**EXCERPTED DATA**:
--------------------------------------------------

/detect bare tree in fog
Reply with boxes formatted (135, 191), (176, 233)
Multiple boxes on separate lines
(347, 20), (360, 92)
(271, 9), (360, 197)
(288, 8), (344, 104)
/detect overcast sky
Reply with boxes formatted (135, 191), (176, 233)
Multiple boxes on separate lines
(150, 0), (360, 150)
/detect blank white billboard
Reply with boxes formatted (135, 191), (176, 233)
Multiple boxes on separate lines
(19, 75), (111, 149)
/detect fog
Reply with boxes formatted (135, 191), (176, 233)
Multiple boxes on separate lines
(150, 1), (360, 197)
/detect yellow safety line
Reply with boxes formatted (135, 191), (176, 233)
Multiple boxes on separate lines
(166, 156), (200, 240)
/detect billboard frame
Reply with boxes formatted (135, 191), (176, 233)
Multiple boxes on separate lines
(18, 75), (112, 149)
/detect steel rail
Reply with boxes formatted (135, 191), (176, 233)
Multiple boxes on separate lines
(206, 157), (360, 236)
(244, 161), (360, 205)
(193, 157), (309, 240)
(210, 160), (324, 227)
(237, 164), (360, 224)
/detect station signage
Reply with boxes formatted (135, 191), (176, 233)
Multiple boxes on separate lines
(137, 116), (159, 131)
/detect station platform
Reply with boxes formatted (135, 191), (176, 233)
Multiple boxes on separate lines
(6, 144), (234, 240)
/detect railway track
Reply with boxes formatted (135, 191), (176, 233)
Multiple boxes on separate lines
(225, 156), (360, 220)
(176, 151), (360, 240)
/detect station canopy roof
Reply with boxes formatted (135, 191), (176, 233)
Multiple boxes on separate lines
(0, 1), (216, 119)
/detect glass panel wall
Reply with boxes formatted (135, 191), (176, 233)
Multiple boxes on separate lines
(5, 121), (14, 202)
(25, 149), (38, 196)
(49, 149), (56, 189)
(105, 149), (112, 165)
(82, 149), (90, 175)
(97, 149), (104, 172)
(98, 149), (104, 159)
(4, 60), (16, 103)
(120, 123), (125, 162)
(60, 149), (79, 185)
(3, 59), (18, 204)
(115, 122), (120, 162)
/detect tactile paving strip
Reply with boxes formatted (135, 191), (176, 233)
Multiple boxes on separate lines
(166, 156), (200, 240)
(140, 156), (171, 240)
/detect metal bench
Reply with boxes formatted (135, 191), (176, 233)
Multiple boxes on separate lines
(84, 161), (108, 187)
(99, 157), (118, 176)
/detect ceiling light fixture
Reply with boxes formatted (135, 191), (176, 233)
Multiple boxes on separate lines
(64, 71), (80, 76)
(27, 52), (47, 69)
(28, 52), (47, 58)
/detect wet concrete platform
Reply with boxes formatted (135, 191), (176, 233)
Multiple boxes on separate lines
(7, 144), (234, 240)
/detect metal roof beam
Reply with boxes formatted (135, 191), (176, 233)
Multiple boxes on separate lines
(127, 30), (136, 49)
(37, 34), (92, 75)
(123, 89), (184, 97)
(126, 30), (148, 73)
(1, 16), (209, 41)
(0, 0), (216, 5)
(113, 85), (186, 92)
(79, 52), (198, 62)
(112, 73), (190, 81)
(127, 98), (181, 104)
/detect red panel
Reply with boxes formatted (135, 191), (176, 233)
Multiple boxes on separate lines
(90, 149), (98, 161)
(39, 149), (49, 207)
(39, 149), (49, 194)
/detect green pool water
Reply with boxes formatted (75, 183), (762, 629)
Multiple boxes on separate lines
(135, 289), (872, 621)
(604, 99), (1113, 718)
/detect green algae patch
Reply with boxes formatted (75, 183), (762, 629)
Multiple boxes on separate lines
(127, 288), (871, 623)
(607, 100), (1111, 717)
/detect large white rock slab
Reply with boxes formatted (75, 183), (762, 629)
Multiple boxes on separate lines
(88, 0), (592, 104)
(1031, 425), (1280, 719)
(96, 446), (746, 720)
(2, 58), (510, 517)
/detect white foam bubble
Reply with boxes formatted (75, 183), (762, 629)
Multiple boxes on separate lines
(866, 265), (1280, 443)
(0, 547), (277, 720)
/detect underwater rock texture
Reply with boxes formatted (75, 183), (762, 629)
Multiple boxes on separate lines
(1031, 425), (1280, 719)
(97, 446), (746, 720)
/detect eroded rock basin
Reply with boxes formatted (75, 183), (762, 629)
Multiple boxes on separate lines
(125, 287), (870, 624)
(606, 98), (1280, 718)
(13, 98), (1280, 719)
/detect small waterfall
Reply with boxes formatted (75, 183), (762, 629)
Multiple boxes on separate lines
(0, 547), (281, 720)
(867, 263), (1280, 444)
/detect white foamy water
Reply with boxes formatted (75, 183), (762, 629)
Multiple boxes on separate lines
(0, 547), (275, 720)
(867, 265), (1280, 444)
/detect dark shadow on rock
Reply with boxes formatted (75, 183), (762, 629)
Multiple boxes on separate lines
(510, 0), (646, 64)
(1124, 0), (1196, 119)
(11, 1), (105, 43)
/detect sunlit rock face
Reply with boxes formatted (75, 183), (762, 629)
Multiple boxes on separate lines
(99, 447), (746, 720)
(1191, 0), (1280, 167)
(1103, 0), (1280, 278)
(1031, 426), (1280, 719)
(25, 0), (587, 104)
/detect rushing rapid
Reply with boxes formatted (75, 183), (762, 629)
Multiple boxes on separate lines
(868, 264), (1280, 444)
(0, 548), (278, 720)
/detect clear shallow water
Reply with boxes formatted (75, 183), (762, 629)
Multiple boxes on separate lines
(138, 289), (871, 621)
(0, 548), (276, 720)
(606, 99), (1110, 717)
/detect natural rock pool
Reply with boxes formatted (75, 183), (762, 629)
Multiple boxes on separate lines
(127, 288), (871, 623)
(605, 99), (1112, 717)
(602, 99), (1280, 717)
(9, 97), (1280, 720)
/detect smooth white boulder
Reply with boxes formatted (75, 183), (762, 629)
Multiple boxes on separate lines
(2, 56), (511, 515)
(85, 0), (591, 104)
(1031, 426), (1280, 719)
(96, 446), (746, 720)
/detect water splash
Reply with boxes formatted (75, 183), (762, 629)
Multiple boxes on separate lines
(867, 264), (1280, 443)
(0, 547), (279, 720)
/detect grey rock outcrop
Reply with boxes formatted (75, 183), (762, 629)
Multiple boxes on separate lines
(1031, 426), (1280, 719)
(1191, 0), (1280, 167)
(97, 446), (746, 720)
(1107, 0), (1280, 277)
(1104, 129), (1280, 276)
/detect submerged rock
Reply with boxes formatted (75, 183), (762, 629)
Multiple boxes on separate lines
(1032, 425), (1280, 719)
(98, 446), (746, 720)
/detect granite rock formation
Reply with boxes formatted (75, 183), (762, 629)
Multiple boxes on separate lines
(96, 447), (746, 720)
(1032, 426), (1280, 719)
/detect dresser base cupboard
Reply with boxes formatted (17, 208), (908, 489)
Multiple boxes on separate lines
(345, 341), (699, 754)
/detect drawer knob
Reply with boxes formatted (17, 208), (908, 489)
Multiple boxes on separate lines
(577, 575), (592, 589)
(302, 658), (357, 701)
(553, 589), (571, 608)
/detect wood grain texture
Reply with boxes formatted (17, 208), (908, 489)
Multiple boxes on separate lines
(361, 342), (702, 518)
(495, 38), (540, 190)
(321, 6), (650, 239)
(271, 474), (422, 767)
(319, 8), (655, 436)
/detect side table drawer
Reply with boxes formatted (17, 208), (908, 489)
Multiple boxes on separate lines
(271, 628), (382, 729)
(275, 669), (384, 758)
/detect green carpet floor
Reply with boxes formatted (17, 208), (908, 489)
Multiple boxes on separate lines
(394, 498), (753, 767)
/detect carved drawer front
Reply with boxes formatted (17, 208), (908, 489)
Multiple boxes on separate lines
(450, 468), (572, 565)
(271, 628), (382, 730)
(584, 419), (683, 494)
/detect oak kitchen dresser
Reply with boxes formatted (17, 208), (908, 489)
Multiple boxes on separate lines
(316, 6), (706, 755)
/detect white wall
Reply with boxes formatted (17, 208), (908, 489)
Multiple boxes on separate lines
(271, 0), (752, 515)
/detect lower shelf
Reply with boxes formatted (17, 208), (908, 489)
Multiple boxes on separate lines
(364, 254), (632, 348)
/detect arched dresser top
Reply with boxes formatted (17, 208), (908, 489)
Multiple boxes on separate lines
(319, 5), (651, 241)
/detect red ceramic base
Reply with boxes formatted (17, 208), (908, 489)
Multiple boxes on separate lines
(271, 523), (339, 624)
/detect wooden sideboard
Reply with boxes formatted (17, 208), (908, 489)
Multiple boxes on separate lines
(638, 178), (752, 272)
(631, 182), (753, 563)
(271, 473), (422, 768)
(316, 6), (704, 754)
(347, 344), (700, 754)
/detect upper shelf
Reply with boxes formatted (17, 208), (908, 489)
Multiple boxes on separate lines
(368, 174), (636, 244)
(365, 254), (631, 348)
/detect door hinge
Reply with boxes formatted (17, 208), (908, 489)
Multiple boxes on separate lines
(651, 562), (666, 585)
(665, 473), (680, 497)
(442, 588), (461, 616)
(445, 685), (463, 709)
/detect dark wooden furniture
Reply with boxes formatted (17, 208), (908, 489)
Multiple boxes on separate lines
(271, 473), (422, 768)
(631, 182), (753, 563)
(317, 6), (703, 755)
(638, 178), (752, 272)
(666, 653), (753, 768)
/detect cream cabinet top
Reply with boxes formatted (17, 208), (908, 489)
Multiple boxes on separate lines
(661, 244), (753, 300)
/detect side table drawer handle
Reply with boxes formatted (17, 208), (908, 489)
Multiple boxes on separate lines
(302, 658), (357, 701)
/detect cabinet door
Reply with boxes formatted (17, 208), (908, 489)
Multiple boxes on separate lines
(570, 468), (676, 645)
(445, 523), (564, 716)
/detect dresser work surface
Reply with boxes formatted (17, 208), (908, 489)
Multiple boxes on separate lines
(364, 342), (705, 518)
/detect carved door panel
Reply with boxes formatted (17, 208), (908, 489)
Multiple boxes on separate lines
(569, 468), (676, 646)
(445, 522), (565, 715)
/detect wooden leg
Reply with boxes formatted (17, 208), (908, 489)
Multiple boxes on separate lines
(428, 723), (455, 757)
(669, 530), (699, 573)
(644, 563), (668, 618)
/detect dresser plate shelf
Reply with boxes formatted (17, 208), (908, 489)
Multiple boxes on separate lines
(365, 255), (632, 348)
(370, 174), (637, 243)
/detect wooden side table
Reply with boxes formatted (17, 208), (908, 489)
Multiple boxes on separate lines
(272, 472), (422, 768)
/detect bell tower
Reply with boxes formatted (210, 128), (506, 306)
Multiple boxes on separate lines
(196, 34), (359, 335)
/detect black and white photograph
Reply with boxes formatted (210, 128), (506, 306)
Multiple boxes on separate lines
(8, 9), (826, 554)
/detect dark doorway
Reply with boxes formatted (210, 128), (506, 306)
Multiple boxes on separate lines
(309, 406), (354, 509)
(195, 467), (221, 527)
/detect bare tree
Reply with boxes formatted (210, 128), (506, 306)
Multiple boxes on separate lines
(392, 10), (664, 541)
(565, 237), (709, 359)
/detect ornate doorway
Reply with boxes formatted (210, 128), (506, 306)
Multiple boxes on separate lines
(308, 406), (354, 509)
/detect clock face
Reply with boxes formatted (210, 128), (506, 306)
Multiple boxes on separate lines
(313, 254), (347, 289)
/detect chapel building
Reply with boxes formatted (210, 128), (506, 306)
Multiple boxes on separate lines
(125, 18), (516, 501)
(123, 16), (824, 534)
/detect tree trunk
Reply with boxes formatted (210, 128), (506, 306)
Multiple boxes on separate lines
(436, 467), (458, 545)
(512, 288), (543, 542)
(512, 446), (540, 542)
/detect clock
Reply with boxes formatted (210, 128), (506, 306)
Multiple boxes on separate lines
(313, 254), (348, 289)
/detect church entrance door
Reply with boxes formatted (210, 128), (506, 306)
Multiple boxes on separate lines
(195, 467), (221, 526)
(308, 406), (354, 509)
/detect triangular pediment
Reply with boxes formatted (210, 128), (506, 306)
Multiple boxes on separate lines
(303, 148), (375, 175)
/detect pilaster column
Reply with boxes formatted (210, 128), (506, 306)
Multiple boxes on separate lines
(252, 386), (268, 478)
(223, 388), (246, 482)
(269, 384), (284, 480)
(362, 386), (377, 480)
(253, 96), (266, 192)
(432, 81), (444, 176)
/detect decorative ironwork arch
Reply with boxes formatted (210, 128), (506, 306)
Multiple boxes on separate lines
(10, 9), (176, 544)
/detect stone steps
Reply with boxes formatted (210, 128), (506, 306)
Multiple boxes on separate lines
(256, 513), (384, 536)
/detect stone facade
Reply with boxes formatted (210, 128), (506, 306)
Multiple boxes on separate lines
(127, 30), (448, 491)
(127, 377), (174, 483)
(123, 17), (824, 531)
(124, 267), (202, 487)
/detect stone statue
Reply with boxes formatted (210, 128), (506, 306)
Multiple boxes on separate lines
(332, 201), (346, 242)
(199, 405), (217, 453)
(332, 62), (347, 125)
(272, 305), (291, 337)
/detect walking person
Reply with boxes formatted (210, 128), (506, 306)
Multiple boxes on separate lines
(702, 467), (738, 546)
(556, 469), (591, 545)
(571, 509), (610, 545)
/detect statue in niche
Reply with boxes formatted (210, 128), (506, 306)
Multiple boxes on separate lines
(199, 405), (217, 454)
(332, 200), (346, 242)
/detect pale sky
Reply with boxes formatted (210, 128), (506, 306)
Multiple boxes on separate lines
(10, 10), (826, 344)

--------------------------------------------------

**BRIEF**: Scan the listing above and identify each line holding the string "rock"; copy every such line.

**COMPLETED EXERCISE**:
/detect large white rock slab
/detect underwater rock texture
/detect eroded rock basin
/detect dark shadow on rock
/detect sunlit rock face
/detect natural rock pool
/detect grey rock outcrop
/detect submerged rock
/detect granite rock formation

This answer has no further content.